-- WRITTEN REQUEST --
Every record should be copied exactly, except that pictures are to be omitted.

===== STORED DATA

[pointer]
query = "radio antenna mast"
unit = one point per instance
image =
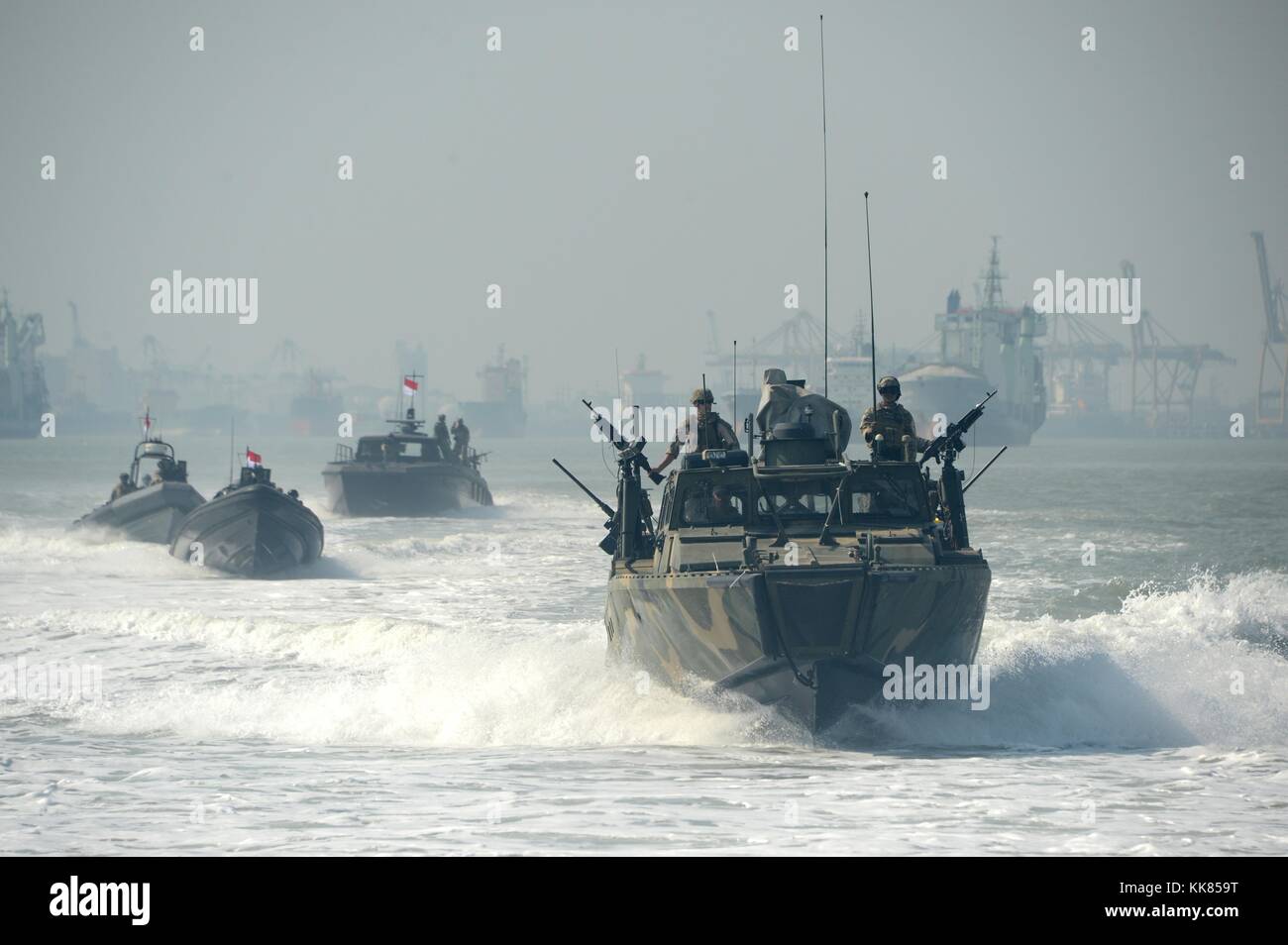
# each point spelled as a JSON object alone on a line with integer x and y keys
{"x": 872, "y": 312}
{"x": 822, "y": 72}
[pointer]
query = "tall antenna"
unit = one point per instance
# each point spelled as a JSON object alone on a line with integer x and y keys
{"x": 822, "y": 72}
{"x": 872, "y": 310}
{"x": 735, "y": 380}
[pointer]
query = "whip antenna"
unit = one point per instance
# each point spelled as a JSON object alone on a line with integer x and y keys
{"x": 822, "y": 73}
{"x": 872, "y": 312}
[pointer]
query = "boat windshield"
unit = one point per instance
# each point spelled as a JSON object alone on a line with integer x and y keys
{"x": 892, "y": 494}
{"x": 397, "y": 448}
{"x": 797, "y": 499}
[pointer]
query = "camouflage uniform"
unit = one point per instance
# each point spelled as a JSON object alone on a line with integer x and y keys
{"x": 893, "y": 421}
{"x": 696, "y": 434}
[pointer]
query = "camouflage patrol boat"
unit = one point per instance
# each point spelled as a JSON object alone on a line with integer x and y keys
{"x": 798, "y": 576}
{"x": 250, "y": 528}
{"x": 149, "y": 506}
{"x": 406, "y": 472}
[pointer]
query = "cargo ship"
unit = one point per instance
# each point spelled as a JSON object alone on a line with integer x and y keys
{"x": 980, "y": 349}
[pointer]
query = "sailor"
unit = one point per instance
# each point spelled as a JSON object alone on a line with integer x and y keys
{"x": 462, "y": 437}
{"x": 892, "y": 420}
{"x": 445, "y": 441}
{"x": 123, "y": 488}
{"x": 703, "y": 430}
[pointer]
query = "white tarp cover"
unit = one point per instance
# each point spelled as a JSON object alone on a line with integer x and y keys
{"x": 786, "y": 403}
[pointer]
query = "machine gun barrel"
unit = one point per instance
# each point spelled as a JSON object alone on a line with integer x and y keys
{"x": 595, "y": 498}
{"x": 953, "y": 434}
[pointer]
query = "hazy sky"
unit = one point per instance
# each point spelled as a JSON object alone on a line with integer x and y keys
{"x": 518, "y": 167}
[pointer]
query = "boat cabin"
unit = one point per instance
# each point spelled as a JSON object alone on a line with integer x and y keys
{"x": 154, "y": 461}
{"x": 797, "y": 501}
{"x": 398, "y": 448}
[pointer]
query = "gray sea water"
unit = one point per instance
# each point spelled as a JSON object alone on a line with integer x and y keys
{"x": 439, "y": 685}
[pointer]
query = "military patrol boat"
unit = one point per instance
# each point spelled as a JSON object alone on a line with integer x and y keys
{"x": 407, "y": 472}
{"x": 147, "y": 506}
{"x": 250, "y": 528}
{"x": 798, "y": 576}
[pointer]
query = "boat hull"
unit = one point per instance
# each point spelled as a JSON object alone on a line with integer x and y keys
{"x": 810, "y": 641}
{"x": 151, "y": 514}
{"x": 253, "y": 532}
{"x": 403, "y": 489}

==========

-- FINAL RESULT --
[pointer]
query = "radio antenna mast"
unit = one point per instance
image =
# each point spelled as a JSON object alone on a line with integer x and y keys
{"x": 872, "y": 312}
{"x": 822, "y": 72}
[pointer]
query = "tall antenna"
unit = one point per instance
# each point spelled as a JSON object alone on a line with integer x and y keys
{"x": 822, "y": 72}
{"x": 872, "y": 310}
{"x": 735, "y": 380}
[pointer]
query = "whip antenna"
unit = one point per instance
# each point spelled as a JSON object alone on a line with integer x and y keys
{"x": 822, "y": 73}
{"x": 872, "y": 312}
[pointer]
query = "boat windshield"
unit = one point per instance
# each point spelled as a JSON object alone on a line with integer x and y keys
{"x": 892, "y": 494}
{"x": 397, "y": 448}
{"x": 797, "y": 499}
[pointer]
query = "camouflage uniform"
unit = one point per instance
# each point spelled as a JSON object alone on a line with integer x and y keys
{"x": 893, "y": 421}
{"x": 696, "y": 434}
[pointer]
query = "camouflage patrol boat"
unit = one point per instance
# each point spelled as a JSON object alone on a line with integer x and y keys
{"x": 798, "y": 576}
{"x": 250, "y": 528}
{"x": 149, "y": 506}
{"x": 406, "y": 472}
[pointer]
query = "cargo ship"
unit = one point per instance
# each point spelled as a JSON object alone on a line with integer x and y keys
{"x": 980, "y": 349}
[pointer]
query = "sailor"
unit = one point per instance
# each point spelled as a JSON object alone on a line with integer x and y keys
{"x": 462, "y": 437}
{"x": 892, "y": 420}
{"x": 445, "y": 441}
{"x": 123, "y": 488}
{"x": 703, "y": 430}
[pointer]
query = "white tarp cover"
unit = one point per instance
# each point spelled as a JSON object alone on a line with integer x and y keys
{"x": 786, "y": 403}
[pointer]
query = "machine gun barrel"
unit = one point per instance
# each point spelled as a JSON object alone on a line with integer x and y keys
{"x": 595, "y": 498}
{"x": 953, "y": 434}
[pointer]
query = "hazy sky"
unit = one point per instance
# each point spelled as a JSON object alone on a line with integer x and y keys
{"x": 518, "y": 167}
[pointer]
query = "boat cabin"
unit = one point per instance
# each point spelled as a JSON object alone on a line with integer x and y keys
{"x": 154, "y": 461}
{"x": 797, "y": 501}
{"x": 398, "y": 448}
[pointer]
query = "gray sea water"
unit = one point per instance
# each point spelled as a JSON object alone on a line with integer x and y keys
{"x": 439, "y": 685}
[pointer]
query = "military patrol boat"
unit = one point per instance
# each point spelled as a JSON object alone on a line with integer x and y keys
{"x": 407, "y": 472}
{"x": 147, "y": 506}
{"x": 250, "y": 528}
{"x": 798, "y": 576}
[pointer]
query = "boat hull"
unit = one point per instance
# each point spelled as a JSON object alone on a line with integer x and y keys
{"x": 810, "y": 641}
{"x": 151, "y": 514}
{"x": 253, "y": 532}
{"x": 403, "y": 489}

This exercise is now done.